▶ **Task prompt**
Return all the data below as it stands, minus the pictures.

[Excerpts from a dataset]
=====

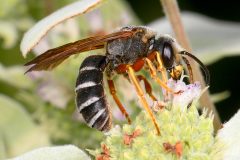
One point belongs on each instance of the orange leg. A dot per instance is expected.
(147, 86)
(153, 73)
(161, 68)
(141, 96)
(189, 69)
(116, 99)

=====

▶ **Response to the exercise**
One point belongs on each instance of the orange leg. A dot per instance is expected.
(147, 86)
(153, 73)
(161, 68)
(141, 96)
(189, 69)
(116, 99)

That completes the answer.